Pick up the personal essay "The One About My Mom" after its final sentence and keep writing it.
(Extract provided Opens)
Monday, April 3, 2017

The One About My Mom

In my mind she’s 40 or thereabouts. She’s frozen in time. I can’t pinpoint why 40 is the age. 

I remember her turning 30. I remember specifically that we had gotten new carpet in our house in Bardwell, Kentucky, just days prior to that milestone and that someone had spilled a beverage on the carpet in the living room. I remember her crying on her birthday as she told this information to her dad, my granddaddy. I now know that it wasn’t about the spill as much as it was about turning 30, having experienced that often anxiety-riddled birthday for myself. 

I remember when she turned 50. My sister and I threw a surprise party for her complete with high school friends she hadn’t seen in many years along with a secret arrival from New York by yours truly. She was lured to my sister’s church’s fellowship hall under the guise of helping sew Easter costumes. She was carrying her own sewing machine when she entered that room to the shock of “Surprise” and smiling faces. She cried. Holding that sewing machine, she cried. It makes me tear up as I write this remembering with joy that we had not only managed to surprise her, but that she was also truly happy.

The year she turned 40, I turned 22. Forty is another milestone birthday but I still can’t pinpoint what it is about that year, that age. She wanted a t-shirt that said, “It took me 40 years to look this good.” I got it for her. (When I turned 40 she asked me if I wanted one of my own. I declined that fashion statement straight out. We both laughed). 

As I said, I turned 22 the year she turned 40. That was the year I came out to my friends as gay. It was three months after her birthday and a mere 14 days after mine. Milestones reached for each of us back in 1993. The only way I would want to be 22 again would be if I could retain all the knowledge I have obtained since then, but I digress. When I picture her in my mind the image is often of her at this time in her life, our lives.
(Extract provided Closes)
(Data to examine Opens)
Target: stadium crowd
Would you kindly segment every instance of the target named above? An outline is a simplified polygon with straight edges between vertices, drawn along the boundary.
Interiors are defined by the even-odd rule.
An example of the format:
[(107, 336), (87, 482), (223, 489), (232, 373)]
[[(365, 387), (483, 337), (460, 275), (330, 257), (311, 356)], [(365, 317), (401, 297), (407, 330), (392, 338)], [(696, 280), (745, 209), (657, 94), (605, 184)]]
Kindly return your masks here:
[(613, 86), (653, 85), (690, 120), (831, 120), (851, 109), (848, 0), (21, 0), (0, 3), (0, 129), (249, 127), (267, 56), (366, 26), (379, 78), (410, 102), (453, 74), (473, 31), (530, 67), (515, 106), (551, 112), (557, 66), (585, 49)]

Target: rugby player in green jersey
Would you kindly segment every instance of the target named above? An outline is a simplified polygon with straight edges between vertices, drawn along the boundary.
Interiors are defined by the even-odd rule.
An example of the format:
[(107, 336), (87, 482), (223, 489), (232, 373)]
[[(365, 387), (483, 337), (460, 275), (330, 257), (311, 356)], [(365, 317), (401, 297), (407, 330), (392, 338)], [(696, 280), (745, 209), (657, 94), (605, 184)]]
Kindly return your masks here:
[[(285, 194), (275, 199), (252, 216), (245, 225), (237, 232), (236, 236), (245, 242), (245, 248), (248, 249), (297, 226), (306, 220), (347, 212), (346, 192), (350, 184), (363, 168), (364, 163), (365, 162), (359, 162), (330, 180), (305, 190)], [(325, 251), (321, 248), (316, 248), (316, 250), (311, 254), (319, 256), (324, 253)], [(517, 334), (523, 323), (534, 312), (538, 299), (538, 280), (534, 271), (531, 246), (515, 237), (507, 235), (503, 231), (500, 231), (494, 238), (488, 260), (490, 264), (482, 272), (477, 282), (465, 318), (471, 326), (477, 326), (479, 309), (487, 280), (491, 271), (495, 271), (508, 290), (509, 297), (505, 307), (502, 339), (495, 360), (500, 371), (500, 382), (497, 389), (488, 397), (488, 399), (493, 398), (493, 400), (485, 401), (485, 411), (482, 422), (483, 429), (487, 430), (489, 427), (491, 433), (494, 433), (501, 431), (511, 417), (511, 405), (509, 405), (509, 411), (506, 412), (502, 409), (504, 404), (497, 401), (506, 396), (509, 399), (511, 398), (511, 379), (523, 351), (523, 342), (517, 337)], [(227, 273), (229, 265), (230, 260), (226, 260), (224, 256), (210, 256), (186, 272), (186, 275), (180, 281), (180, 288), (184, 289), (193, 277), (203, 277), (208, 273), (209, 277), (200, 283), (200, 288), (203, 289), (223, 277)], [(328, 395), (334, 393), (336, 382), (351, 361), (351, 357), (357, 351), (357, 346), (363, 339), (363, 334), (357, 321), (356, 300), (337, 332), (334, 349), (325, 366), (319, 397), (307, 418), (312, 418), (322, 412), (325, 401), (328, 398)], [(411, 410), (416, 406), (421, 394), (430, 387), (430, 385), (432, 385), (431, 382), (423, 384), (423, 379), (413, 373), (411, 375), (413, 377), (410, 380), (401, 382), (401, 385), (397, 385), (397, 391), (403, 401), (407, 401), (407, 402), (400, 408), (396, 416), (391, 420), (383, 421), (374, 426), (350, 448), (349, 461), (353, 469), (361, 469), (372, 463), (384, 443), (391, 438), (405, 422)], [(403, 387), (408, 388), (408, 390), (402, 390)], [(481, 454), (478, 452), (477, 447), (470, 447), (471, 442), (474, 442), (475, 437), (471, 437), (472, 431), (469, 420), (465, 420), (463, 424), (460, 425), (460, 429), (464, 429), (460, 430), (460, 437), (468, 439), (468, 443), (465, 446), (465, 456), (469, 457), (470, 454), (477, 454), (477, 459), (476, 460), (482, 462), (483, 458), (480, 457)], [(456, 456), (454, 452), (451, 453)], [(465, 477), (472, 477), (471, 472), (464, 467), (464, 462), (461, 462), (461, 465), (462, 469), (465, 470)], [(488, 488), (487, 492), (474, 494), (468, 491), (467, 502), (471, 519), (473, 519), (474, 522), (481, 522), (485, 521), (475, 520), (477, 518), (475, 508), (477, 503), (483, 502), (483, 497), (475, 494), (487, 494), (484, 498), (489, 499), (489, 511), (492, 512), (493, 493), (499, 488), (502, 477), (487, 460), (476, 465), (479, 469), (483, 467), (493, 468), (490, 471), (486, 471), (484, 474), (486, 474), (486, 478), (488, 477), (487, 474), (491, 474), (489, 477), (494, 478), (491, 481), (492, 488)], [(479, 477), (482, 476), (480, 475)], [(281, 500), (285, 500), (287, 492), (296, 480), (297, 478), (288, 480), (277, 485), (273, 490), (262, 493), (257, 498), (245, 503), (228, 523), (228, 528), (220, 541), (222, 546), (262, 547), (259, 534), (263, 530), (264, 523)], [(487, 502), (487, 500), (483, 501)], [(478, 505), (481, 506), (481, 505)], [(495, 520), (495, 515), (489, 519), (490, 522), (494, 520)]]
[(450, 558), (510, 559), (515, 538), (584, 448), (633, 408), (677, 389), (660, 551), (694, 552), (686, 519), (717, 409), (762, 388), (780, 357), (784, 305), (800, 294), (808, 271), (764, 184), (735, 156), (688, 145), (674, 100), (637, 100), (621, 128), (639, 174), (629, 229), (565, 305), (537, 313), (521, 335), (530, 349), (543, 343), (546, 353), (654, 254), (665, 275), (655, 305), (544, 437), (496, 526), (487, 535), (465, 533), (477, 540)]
(Data to examine Closes)
§ **Solved exercise**:
Christmas morning, 1972
I know she’s gotten older but it never ceases to shock me when I see her face after a prolonged absence. Her beauty endures. Her smile is still vibrant and alive. Her eyes are still twinkling pools of blue. She’s still the biggest kid on Christmas morning. She still believes in the magic of Santa Claus and the Easter Bunny, and that I will always be her little boy no matter how old I get.

She will binge watch Downton Abbey with me and cry at all the right moments. She will play games into the night. She's my only Words With Friends opponent. She still looks and acts like my mom, just an older version. Her face is no longer as smooth as it once was, her hair no longer brown. But the reality of her age doesn’t line up with the suspended memory in my mind.

Time marches on. Mortality strums its thumb over the heartstrings.

She just turned a young 64. And I’m her “forever” little boy who has grown to be a man nearing 46. The relationship between mother and son has changed over the years. Because of what she calls a “mother’s love” I probably feel more at ease being myself around her than any other person in my immediate family. I don’t talk to her as much as I used to nor as much as I should. We text, yes. But hearing her voice can sometimes ease the pain that she doesn’t even know I’m feeling, calm the fears that she doesn’t even know are there.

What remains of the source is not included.